** begin Input rows **

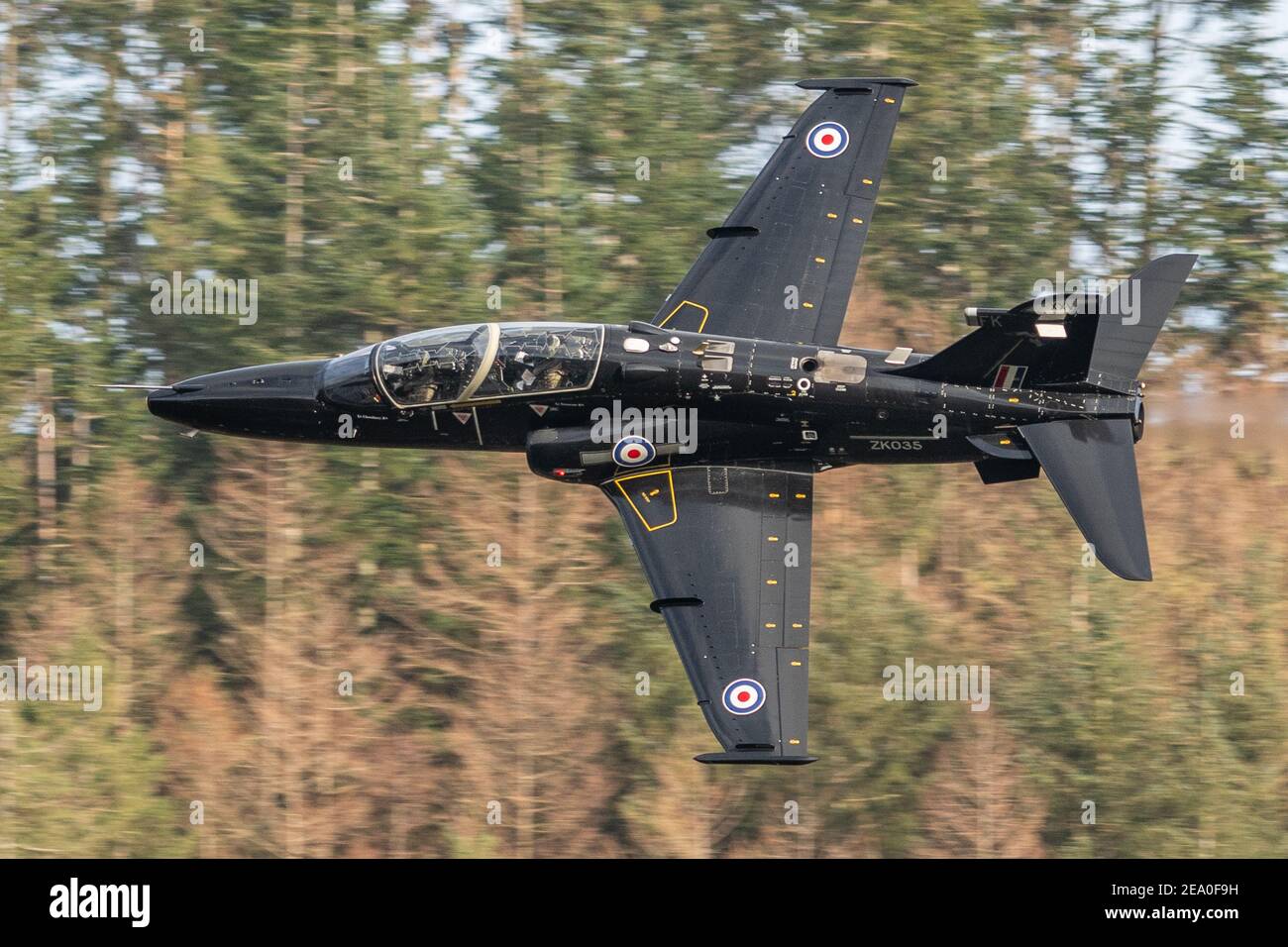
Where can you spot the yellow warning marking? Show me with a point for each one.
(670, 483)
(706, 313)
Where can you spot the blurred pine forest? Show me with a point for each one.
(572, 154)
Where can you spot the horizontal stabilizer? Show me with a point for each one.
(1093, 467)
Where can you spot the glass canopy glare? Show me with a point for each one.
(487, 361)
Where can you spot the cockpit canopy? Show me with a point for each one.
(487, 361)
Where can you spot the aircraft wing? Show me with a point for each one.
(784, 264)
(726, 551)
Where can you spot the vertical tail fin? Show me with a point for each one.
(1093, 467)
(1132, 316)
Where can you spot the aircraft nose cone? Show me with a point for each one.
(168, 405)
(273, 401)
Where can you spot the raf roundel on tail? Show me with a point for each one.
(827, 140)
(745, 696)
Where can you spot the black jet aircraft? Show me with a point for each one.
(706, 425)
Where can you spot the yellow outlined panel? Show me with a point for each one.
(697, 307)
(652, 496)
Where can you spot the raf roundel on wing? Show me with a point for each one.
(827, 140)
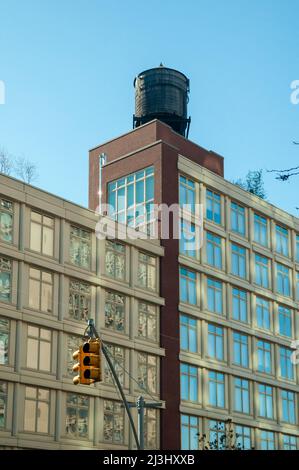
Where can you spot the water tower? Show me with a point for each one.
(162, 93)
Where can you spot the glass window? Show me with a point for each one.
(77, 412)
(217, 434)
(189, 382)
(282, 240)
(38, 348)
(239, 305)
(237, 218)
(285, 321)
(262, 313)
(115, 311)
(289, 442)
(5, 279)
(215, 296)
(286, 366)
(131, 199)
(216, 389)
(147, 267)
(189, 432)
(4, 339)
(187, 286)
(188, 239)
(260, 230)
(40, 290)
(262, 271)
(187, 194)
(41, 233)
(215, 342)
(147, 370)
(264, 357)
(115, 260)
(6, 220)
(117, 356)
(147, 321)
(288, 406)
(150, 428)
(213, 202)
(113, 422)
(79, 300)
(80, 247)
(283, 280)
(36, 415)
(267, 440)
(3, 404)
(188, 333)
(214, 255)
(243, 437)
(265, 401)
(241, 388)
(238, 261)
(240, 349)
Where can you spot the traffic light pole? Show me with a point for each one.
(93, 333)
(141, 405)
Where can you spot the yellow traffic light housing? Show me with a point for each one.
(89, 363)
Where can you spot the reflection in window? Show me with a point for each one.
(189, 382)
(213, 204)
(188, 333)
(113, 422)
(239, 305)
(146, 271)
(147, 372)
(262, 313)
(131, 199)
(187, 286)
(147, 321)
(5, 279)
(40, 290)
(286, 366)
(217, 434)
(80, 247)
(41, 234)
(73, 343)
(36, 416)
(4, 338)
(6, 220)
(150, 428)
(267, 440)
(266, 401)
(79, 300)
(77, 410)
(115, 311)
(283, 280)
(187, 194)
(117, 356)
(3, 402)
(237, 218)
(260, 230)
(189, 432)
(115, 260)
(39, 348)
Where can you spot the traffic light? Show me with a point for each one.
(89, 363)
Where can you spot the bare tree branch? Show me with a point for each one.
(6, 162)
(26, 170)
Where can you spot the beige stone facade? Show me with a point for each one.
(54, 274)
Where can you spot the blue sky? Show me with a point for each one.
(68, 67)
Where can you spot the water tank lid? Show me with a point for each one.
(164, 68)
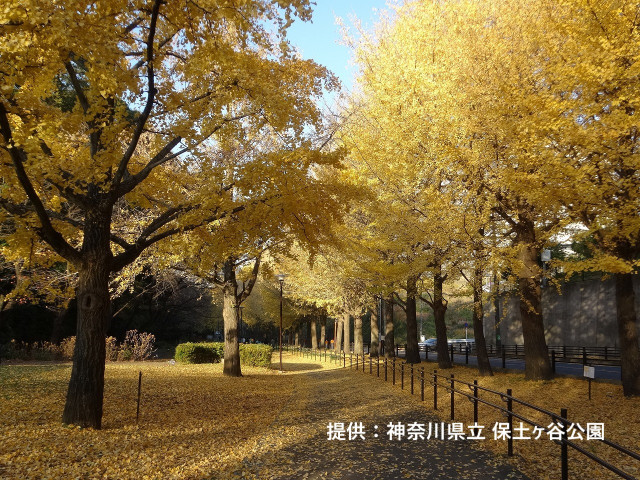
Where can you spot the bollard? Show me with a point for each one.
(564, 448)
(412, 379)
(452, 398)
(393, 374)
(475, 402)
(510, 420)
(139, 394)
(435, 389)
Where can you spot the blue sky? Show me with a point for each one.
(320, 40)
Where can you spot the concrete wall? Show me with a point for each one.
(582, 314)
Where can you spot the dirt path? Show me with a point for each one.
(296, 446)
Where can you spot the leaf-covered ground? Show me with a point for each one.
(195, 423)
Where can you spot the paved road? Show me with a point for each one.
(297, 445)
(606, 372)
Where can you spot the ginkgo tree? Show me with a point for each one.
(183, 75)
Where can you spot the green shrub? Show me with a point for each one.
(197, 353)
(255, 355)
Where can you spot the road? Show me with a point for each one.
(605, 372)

** end Input rows **

Short task
Without the pictures, return all the records precisely as they stand.

In response
Where can you spot the yellow warning marking? Show me with a point for each one.
(670, 483)
(706, 313)
Where can you spot the blurred pine forest? Show me with a point for each one.
(572, 154)
Where can you spot the horizontal stabilizer? Show me with a point for each one.
(1093, 467)
Where can you spot the glass canopy glare? Show me with a point for each one.
(487, 361)
Where can you spot the cockpit canopy? Show me with a point for each one.
(487, 361)
Where can you spot the aircraft wing? Show me with a point for each one.
(784, 264)
(726, 551)
Where can you spot the vertical tail fin? Show me with a point for each one.
(1093, 467)
(1132, 316)
Where can you spot the aircraft nose cone? Show me with a point for each one.
(168, 405)
(273, 401)
Where can you spot the raf roundel on tail? Show me with a point for each one.
(827, 140)
(745, 696)
Where can you spot the black jet aircraft? Show me with a point for each one.
(706, 425)
Where can you spot the yellow outlined panel? Show me with a point for each one.
(697, 307)
(652, 496)
Where can you spot the raf roundel on wing? Show me with a point for each one.
(827, 140)
Where can you spot the water tower? Show me with a point for each one.
(162, 93)
Where can you spot the glass window? Show me with a point for each one.
(77, 412)
(217, 434)
(189, 382)
(282, 240)
(38, 348)
(239, 305)
(237, 218)
(285, 321)
(262, 313)
(115, 311)
(289, 442)
(5, 279)
(215, 296)
(286, 366)
(131, 199)
(216, 389)
(147, 267)
(189, 432)
(4, 339)
(187, 286)
(188, 239)
(260, 230)
(40, 290)
(262, 271)
(187, 194)
(41, 233)
(215, 342)
(147, 370)
(264, 357)
(115, 260)
(6, 220)
(117, 356)
(147, 321)
(288, 406)
(150, 428)
(213, 202)
(113, 422)
(79, 300)
(80, 247)
(283, 280)
(36, 415)
(267, 440)
(3, 404)
(188, 333)
(214, 255)
(243, 437)
(265, 401)
(241, 388)
(238, 261)
(240, 349)
Where can you spot the traffic light pole? Show me with a point for each one.
(93, 333)
(141, 405)
Where can you spot the yellow traffic light housing? Show me with a point for each one.
(89, 363)
Where can you spot the reflection in window? Show me with a point for each one.
(189, 382)
(213, 204)
(188, 333)
(113, 422)
(239, 305)
(146, 271)
(147, 372)
(262, 313)
(131, 199)
(187, 286)
(147, 321)
(5, 279)
(40, 290)
(286, 366)
(217, 434)
(80, 247)
(41, 234)
(73, 343)
(36, 416)
(4, 338)
(6, 220)
(150, 428)
(267, 440)
(266, 401)
(79, 300)
(77, 410)
(115, 311)
(283, 280)
(187, 194)
(117, 356)
(3, 402)
(237, 218)
(260, 230)
(189, 432)
(115, 260)
(39, 348)
Where can you spot the traffic light? Show me with a point for each one.
(89, 363)
Where can you spot the bare tree branch? Show me with a point for each one.
(6, 162)
(26, 170)
Where can you spot the beige stone facade? Show me with a point for each one.
(54, 274)
Where can you spot the blue sky? Show me with a point for each one.
(68, 67)
Where can you spot the water tank lid? Show me with a point for each one.
(164, 68)
Where can you spot the bollard? Show me with a point for each one.
(564, 448)
(412, 379)
(452, 398)
(393, 374)
(475, 402)
(510, 420)
(139, 394)
(435, 389)
Where can you spot the blue sky? Show me with a point for each one.
(320, 40)
Where can you spot the concrete wall? Show me with a point for each one.
(582, 314)
Where can you spot the dirt path? Show me with a point for each one.
(296, 446)
Where can you spot the leaf-covered ground? Show me with a point for each one.
(195, 423)
Where can you spot the paved road? Show me with a point for each one.
(297, 445)
(606, 372)
Where can you spot the ginkgo tree? Show me with a point for each one.
(183, 75)
Where can you spot the green shrub? Show me with a point for each one.
(197, 353)
(255, 355)
Where can you spot the road? Show me with a point for each one.
(605, 372)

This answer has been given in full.